Atualize o trecho sobre a ida ao Jockey com o Tio Joseph. Reescreva tudo desde "Mas foi gentil" até "Mães são assim.", trocando "mamãe" por "minha mãe".

- Trecho fornecido:
________________

Você vai me emprestar?”
“E você vai
me pagar?”
“Vou.”
“Como?”
“Quando eu
ganhar eu te pago e fico com o resto.”
“Ah Deus, que bom plano!”
“E então?”
“Eu acho
que por hoje está bom, Don”
“A culpa
foi sua que mandou eu apostar no melhor!”
“Eu não
estava falando do cavalo.”
O Tio
Joseph não me emprestou mais dinheiro para apostar.
Mas foi gentil
o suficiente para pagar pelo meu consumo no clube. Então eu comi e bebi o
máximo que pude, para puni-lo.
A noite eu
passei mal por conta desses excessos. Por causa disso a verdade sobre minha ida
ao Jockey veio a tona para mamãe. Apesar de ter ficado muito irritada, ela estava
muito mais preocupada com minha saúde. Mães são assim.
Apesar
disso, mamãe nunca soube que papai me deu dinheiro e que Tio Joseph me deixou
apostar. Achei por bem omitir. Pais e tios são assim.
Antes de me
deixar em casa Tio Joseph perguntou quanto papai havia me dado, eu respondi sem
mentir e ele me devolveu até um pouco a mais.

________________

Itens de um conjunto de dados

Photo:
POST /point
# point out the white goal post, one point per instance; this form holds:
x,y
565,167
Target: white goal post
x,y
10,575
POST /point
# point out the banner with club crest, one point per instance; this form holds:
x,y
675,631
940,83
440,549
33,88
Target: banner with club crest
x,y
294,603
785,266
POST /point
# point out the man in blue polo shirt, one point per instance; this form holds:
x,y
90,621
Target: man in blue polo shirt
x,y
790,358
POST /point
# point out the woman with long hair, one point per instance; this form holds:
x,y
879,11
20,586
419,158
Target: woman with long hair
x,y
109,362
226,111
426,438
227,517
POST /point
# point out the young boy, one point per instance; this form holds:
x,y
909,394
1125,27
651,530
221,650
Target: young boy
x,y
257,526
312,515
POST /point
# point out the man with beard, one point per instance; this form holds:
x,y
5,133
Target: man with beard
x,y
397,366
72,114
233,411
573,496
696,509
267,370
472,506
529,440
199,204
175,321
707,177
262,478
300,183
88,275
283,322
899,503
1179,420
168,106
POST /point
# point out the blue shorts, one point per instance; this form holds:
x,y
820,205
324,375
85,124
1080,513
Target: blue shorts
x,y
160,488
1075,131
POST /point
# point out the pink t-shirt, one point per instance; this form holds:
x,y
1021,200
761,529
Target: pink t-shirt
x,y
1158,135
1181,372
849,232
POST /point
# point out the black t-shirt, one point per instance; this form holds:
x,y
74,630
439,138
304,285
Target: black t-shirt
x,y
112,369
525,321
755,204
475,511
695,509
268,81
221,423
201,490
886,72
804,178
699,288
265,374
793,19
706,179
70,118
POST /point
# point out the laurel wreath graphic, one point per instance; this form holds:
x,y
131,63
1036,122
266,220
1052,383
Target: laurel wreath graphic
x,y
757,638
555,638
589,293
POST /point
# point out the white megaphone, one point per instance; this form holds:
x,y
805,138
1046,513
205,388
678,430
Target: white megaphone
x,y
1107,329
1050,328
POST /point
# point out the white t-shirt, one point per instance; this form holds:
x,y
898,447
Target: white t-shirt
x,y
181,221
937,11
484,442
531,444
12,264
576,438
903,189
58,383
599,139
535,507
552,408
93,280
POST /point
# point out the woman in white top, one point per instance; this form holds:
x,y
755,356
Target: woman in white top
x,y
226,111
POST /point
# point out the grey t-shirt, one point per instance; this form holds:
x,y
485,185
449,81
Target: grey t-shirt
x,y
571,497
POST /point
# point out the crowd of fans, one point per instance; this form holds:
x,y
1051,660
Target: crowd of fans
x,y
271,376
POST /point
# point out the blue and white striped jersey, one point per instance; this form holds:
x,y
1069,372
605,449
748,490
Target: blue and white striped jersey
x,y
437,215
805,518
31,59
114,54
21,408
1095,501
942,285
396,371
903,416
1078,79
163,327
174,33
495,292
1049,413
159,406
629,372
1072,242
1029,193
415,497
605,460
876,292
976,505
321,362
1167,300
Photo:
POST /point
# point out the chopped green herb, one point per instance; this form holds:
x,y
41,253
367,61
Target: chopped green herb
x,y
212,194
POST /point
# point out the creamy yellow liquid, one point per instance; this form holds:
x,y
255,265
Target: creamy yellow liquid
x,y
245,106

________________

- A resposta:
Mas foi gentil
o suficiente para pagar pelo meu consumo no clube. Então eu comi e bebi o
máximo que pude, para puni-lo.
A noite eu
passei mal por conta desses excessos. Por causa disso a verdade sobre minha ida
ao Jockey veio a tona para minha mãe. Apesar de ter ficado muito irritada, ela estava
muito mais preocupada com minha saúde. Mães são assim.